[BEGIN]

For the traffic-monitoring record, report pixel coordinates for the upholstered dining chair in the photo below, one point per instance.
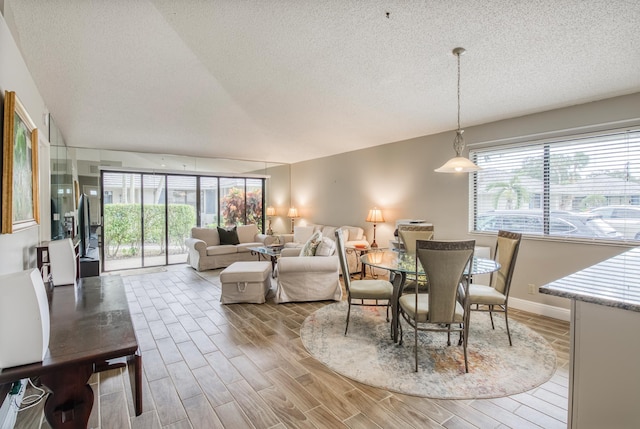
(62, 256)
(442, 309)
(409, 234)
(360, 290)
(495, 296)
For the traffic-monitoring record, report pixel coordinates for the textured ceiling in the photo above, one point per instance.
(286, 81)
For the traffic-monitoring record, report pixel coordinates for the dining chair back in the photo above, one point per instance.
(409, 234)
(442, 309)
(495, 296)
(362, 292)
(62, 257)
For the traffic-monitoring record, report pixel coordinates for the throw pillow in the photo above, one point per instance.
(327, 247)
(309, 248)
(302, 234)
(228, 236)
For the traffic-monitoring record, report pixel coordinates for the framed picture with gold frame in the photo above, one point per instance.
(20, 200)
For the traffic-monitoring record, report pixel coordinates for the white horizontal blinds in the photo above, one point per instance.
(561, 188)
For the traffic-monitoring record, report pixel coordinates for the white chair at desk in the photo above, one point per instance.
(62, 257)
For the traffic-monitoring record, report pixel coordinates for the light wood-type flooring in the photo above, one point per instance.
(209, 365)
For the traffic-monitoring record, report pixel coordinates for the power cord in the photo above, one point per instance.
(31, 400)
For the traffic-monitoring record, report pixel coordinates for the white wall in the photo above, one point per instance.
(17, 250)
(399, 179)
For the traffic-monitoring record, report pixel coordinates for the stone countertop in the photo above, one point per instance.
(614, 282)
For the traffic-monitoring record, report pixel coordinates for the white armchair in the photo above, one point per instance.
(307, 278)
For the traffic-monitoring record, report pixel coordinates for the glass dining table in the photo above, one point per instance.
(401, 264)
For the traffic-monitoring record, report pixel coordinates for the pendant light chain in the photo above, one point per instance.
(458, 55)
(459, 164)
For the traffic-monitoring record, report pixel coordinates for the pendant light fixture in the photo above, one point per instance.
(458, 164)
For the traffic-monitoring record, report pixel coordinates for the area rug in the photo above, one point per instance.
(368, 355)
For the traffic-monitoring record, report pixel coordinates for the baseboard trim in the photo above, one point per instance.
(541, 309)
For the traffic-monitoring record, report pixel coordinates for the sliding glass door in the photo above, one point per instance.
(181, 210)
(122, 226)
(148, 216)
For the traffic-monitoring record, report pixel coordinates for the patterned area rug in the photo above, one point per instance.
(368, 355)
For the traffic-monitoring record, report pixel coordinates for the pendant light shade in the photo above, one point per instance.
(458, 164)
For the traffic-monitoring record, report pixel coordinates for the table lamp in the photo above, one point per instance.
(293, 214)
(375, 216)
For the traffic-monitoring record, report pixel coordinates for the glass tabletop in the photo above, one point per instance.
(267, 250)
(405, 262)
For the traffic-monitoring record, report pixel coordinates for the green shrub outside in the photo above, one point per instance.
(122, 234)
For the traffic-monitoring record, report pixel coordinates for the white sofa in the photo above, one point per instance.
(206, 252)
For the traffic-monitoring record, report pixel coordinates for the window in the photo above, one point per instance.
(585, 187)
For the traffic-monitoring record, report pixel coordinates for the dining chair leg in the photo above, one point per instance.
(506, 321)
(416, 347)
(491, 316)
(348, 314)
(464, 345)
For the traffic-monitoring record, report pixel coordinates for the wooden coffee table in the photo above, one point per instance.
(90, 326)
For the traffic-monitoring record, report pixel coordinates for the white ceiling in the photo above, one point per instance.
(286, 81)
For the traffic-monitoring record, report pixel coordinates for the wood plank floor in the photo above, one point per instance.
(208, 365)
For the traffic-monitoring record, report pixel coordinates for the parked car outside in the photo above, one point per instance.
(561, 223)
(624, 219)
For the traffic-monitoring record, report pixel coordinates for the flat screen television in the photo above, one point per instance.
(84, 225)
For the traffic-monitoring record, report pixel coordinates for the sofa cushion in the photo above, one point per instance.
(327, 247)
(309, 248)
(228, 236)
(208, 235)
(302, 234)
(329, 232)
(247, 233)
(245, 247)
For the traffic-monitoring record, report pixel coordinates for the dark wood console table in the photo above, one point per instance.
(90, 326)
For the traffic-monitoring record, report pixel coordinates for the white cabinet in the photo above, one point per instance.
(604, 388)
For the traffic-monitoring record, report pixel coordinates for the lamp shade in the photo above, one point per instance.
(459, 164)
(375, 216)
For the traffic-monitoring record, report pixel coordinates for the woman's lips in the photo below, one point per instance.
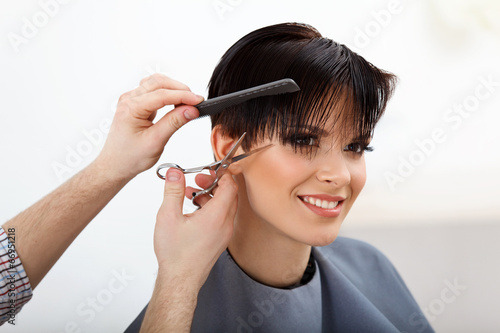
(323, 205)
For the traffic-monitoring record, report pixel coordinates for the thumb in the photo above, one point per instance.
(173, 120)
(174, 193)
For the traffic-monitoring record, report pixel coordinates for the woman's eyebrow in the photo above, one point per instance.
(315, 129)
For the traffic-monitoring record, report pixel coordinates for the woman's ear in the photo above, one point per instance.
(221, 144)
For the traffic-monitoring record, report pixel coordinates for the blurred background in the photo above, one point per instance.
(431, 202)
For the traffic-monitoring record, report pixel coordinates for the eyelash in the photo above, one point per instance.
(361, 148)
(307, 141)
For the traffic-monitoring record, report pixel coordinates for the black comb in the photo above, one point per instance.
(215, 105)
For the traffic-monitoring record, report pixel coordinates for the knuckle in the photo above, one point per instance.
(175, 122)
(124, 97)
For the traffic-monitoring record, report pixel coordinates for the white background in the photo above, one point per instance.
(438, 223)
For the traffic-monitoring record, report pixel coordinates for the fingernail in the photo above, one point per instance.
(173, 175)
(190, 114)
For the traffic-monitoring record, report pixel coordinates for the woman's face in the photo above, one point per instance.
(305, 194)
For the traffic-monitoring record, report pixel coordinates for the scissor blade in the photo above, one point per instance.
(242, 156)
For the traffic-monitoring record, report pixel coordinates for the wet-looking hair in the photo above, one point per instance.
(334, 81)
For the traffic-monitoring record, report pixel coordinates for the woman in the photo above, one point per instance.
(284, 269)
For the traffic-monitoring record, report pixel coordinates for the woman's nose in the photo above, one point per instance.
(333, 170)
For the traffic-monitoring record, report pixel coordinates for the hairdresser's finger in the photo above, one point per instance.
(203, 180)
(200, 200)
(173, 199)
(225, 197)
(171, 122)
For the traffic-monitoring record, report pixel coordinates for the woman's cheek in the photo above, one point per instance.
(358, 177)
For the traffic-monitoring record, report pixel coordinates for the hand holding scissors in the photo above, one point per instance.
(218, 167)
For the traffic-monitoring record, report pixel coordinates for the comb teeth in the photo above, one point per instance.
(216, 105)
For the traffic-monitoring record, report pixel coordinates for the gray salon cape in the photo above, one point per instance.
(354, 289)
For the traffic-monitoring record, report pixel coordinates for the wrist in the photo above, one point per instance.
(189, 283)
(105, 167)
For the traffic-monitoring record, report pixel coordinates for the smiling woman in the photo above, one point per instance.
(285, 269)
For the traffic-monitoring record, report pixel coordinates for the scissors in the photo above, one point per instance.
(219, 167)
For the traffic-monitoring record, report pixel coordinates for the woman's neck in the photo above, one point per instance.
(265, 253)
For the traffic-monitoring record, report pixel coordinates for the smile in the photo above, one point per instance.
(320, 203)
(325, 206)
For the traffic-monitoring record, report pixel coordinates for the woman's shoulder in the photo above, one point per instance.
(356, 259)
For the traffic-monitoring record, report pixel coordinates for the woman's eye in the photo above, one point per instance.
(357, 148)
(306, 141)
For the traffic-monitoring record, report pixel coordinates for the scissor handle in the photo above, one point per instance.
(212, 166)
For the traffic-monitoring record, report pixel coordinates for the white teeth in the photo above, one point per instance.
(321, 203)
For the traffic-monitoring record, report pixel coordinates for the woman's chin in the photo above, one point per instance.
(323, 239)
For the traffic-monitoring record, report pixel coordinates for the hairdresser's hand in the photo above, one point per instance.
(135, 143)
(187, 246)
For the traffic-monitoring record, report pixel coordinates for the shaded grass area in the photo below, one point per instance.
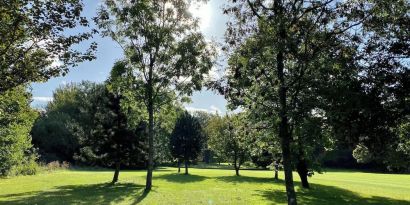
(202, 186)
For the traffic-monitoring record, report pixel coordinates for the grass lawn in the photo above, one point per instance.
(202, 186)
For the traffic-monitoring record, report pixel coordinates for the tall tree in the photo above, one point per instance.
(35, 44)
(186, 139)
(112, 141)
(280, 43)
(163, 46)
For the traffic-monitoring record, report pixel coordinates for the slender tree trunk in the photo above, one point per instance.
(284, 133)
(116, 173)
(235, 165)
(186, 166)
(276, 169)
(303, 173)
(150, 132)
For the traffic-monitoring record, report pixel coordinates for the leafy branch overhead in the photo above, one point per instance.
(36, 43)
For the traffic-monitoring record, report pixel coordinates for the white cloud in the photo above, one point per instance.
(212, 109)
(203, 11)
(43, 99)
(215, 109)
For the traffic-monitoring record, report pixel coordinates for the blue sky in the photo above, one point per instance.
(213, 26)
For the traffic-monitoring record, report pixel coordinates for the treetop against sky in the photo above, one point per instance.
(212, 25)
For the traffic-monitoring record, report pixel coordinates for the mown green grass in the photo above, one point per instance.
(202, 186)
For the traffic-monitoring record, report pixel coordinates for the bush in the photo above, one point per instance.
(56, 165)
(29, 166)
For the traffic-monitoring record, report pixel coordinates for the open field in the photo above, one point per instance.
(202, 186)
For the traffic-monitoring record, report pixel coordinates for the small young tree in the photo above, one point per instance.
(16, 120)
(186, 139)
(234, 140)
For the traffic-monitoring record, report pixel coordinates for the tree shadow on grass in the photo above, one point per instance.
(246, 179)
(105, 193)
(181, 178)
(324, 195)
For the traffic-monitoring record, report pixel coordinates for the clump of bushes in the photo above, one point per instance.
(56, 165)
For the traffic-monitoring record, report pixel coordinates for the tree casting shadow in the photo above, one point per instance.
(105, 193)
(324, 195)
(181, 178)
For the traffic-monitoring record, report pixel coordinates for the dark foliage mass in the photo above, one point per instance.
(35, 44)
(187, 139)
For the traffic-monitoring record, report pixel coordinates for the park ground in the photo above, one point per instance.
(202, 186)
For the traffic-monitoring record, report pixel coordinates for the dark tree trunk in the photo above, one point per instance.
(276, 169)
(236, 165)
(150, 169)
(116, 173)
(284, 133)
(186, 167)
(303, 173)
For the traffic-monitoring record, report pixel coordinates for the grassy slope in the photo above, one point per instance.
(203, 186)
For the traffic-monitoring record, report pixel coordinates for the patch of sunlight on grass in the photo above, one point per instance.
(202, 186)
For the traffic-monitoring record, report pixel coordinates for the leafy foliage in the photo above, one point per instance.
(187, 138)
(34, 43)
(17, 155)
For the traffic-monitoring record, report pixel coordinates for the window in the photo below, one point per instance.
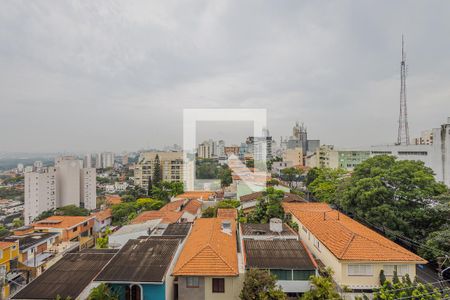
(282, 274)
(360, 270)
(316, 243)
(218, 285)
(192, 282)
(402, 270)
(303, 274)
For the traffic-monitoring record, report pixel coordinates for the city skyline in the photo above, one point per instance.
(117, 77)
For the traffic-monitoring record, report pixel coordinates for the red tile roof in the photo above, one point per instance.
(65, 222)
(346, 238)
(209, 251)
(167, 217)
(193, 207)
(173, 206)
(103, 214)
(227, 213)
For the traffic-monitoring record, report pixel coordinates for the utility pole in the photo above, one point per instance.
(403, 128)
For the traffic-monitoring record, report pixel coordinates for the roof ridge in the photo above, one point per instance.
(220, 256)
(348, 245)
(354, 234)
(190, 258)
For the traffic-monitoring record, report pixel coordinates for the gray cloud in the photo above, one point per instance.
(85, 76)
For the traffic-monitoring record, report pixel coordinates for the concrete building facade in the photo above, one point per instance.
(65, 184)
(171, 164)
(435, 155)
(40, 193)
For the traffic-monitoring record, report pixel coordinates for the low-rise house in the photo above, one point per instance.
(276, 247)
(70, 228)
(166, 217)
(35, 248)
(102, 220)
(208, 265)
(197, 195)
(249, 202)
(191, 210)
(9, 253)
(142, 269)
(230, 213)
(133, 231)
(356, 253)
(70, 277)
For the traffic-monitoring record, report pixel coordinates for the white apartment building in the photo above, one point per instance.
(171, 164)
(87, 161)
(436, 156)
(88, 191)
(294, 156)
(40, 193)
(68, 170)
(107, 159)
(65, 184)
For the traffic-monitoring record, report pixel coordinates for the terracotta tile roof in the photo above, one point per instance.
(64, 222)
(173, 206)
(346, 238)
(193, 207)
(103, 214)
(4, 245)
(227, 213)
(167, 217)
(203, 195)
(209, 251)
(113, 199)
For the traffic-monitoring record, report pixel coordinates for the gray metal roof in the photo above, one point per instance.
(67, 278)
(249, 229)
(141, 260)
(277, 254)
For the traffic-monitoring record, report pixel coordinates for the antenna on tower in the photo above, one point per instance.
(403, 128)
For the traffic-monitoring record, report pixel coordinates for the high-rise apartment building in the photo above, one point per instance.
(171, 167)
(68, 183)
(40, 193)
(87, 161)
(435, 155)
(107, 160)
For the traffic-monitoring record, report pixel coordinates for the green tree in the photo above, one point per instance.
(128, 198)
(291, 175)
(225, 176)
(437, 244)
(102, 242)
(268, 206)
(103, 292)
(157, 171)
(176, 188)
(229, 203)
(3, 231)
(17, 222)
(322, 288)
(121, 212)
(259, 284)
(149, 186)
(326, 183)
(405, 289)
(395, 195)
(149, 204)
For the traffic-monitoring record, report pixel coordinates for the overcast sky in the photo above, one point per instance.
(116, 75)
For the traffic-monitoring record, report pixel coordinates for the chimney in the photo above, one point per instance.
(276, 225)
(226, 226)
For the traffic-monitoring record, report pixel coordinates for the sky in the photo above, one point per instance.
(116, 75)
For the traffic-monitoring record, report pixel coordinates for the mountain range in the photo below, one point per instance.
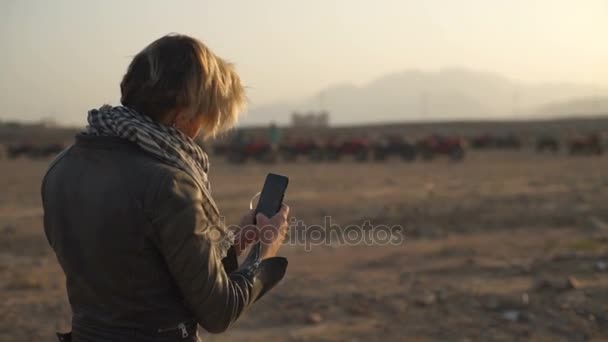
(447, 94)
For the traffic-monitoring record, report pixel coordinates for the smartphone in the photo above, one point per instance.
(271, 199)
(272, 195)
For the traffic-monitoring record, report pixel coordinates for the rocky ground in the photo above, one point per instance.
(503, 246)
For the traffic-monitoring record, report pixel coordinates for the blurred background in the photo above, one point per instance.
(478, 127)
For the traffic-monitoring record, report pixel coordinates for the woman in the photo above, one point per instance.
(128, 212)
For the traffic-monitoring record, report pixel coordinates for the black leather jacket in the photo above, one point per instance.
(128, 231)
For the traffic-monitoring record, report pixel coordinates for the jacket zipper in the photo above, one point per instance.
(181, 327)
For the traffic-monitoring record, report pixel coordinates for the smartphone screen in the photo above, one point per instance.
(272, 194)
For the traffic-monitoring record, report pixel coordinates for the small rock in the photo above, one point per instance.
(571, 299)
(314, 318)
(595, 223)
(9, 229)
(512, 315)
(559, 284)
(492, 304)
(525, 298)
(427, 299)
(574, 283)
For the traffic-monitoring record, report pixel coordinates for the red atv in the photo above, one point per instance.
(292, 150)
(587, 145)
(359, 148)
(259, 150)
(436, 145)
(394, 146)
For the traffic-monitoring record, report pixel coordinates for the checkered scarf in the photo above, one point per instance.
(165, 143)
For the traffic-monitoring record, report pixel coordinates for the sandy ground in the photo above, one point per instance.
(503, 246)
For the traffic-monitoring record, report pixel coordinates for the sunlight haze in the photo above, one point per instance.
(61, 58)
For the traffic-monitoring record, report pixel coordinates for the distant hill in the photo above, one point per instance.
(451, 94)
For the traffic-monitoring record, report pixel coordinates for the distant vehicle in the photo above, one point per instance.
(33, 151)
(240, 151)
(393, 145)
(547, 143)
(586, 145)
(307, 148)
(487, 141)
(436, 145)
(359, 148)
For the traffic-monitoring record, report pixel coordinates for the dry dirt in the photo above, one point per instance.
(503, 246)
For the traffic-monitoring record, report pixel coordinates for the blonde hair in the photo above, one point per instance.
(180, 72)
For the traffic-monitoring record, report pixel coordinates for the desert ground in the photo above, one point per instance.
(503, 246)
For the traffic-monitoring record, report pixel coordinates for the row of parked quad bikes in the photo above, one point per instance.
(363, 149)
(360, 149)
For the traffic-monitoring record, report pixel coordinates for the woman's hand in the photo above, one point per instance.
(272, 232)
(247, 234)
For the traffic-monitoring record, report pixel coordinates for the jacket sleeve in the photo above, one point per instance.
(185, 228)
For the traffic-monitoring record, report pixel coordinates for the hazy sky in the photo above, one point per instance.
(63, 57)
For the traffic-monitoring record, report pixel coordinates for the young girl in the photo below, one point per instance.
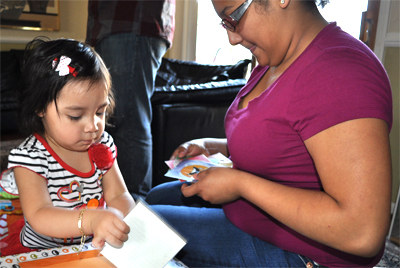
(66, 172)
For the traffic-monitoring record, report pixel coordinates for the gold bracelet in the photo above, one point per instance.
(83, 238)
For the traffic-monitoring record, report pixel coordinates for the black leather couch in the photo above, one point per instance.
(190, 101)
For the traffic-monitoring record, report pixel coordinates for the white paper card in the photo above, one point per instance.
(152, 242)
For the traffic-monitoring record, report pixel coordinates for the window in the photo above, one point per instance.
(212, 44)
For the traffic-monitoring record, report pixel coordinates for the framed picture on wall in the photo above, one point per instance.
(36, 15)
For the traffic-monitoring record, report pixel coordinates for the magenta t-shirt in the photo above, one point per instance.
(336, 79)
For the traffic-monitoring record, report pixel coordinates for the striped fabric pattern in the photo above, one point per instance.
(68, 188)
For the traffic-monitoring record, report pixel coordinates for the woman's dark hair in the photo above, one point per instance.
(309, 4)
(41, 83)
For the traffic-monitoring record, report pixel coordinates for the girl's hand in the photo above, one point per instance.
(190, 148)
(108, 226)
(217, 185)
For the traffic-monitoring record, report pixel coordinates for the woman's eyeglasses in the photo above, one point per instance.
(230, 22)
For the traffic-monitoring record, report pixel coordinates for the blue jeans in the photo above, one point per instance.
(212, 240)
(133, 62)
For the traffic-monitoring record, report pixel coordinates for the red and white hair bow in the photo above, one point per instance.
(63, 67)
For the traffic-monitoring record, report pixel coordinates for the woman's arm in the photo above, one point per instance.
(206, 146)
(352, 215)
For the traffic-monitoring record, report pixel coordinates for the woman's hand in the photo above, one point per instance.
(217, 185)
(205, 146)
(107, 226)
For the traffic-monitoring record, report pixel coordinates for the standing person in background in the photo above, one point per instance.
(132, 37)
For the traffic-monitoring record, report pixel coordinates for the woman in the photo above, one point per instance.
(309, 139)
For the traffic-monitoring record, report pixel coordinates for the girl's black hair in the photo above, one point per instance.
(41, 83)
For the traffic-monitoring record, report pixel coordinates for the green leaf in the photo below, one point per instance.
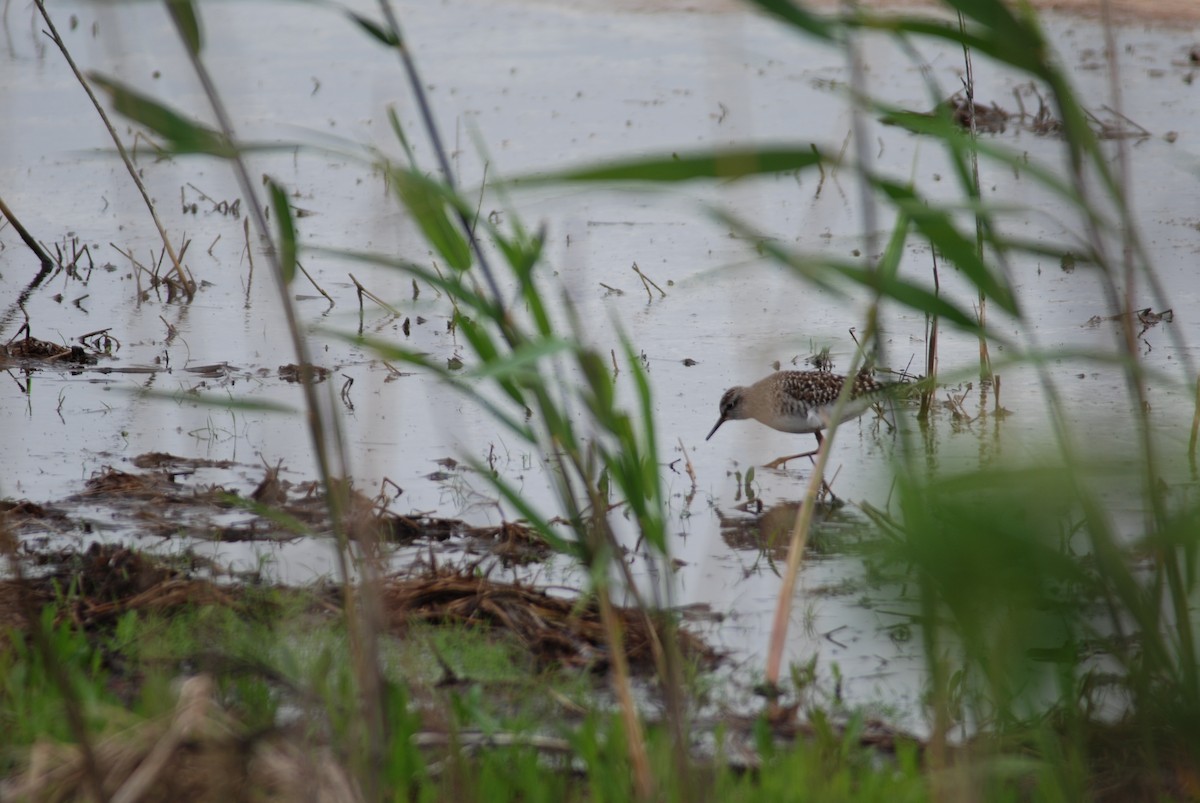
(287, 231)
(183, 136)
(521, 361)
(426, 201)
(183, 13)
(225, 402)
(375, 29)
(909, 294)
(733, 163)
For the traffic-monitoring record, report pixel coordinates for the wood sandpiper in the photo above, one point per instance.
(797, 401)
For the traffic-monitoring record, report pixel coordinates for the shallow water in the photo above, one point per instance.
(545, 88)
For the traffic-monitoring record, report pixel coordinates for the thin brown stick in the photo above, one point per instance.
(365, 292)
(927, 395)
(643, 781)
(184, 275)
(969, 82)
(647, 282)
(34, 245)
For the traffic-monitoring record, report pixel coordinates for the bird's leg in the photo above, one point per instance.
(780, 461)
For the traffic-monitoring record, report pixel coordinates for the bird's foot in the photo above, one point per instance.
(781, 461)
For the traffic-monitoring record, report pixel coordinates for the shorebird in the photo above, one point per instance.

[END]

# [STATED PROBLEM]
Without the pictures, retype exactly the lines from the one that holds "the red and" to the last line of the data above, both of them included.

# [RIGHT ANSWER]
For the traffic-monitoring record, report pixel coordinates for the red and white hair bow in the photo above, one point per instance.
(63, 67)
For the traffic-monitoring record, report pixel coordinates for the woman's arm in the photo above, one point per instance.
(206, 146)
(352, 215)
For the traffic-monitoring record, report pixel coordinates for the woman's hand in the photo above, one point per instance.
(217, 185)
(205, 146)
(107, 226)
For the traffic-monitoring record, report pixel coordinates for the standing person in background in the photo above, one point per instance.
(132, 37)
For the traffic-monitoring record, report pixel coordinates for the woman in the photo above, one point per instance.
(309, 139)
For the traffic-monitoring record, report pixel coordinates for the girl's black hair in the photo above, one point per instance.
(41, 83)
For the traffic-monitoring record, report pixel coordinates for the green leaf in the photo below, one point per instance.
(287, 231)
(183, 136)
(521, 361)
(426, 201)
(183, 13)
(225, 402)
(375, 29)
(909, 294)
(733, 163)
For the traffic-monitoring record, report pixel coordinates for the wood sandpiper in the photo above, one point per instance.
(797, 401)
For the traffic-monitoring record, report pixel coordinates for the shallow water in the photo above, one point per instance.
(545, 88)
For the traffic-monitoring record, report pixel coordinates for the thin brown stick in the photo above, one point per instance.
(365, 292)
(927, 395)
(643, 781)
(184, 275)
(969, 82)
(647, 282)
(34, 245)
For the traffic-monitoring record, report pixel coordinates for the bird's leg in the photo above, one point per instance.
(780, 461)
For the traffic-monitoring record, report pixel coordinates for the bird's foot in the photo above, one point per instance.
(781, 461)
For the traffic-monitoring record, report pixel coordinates for the shorebird in the photo above, one point per instance.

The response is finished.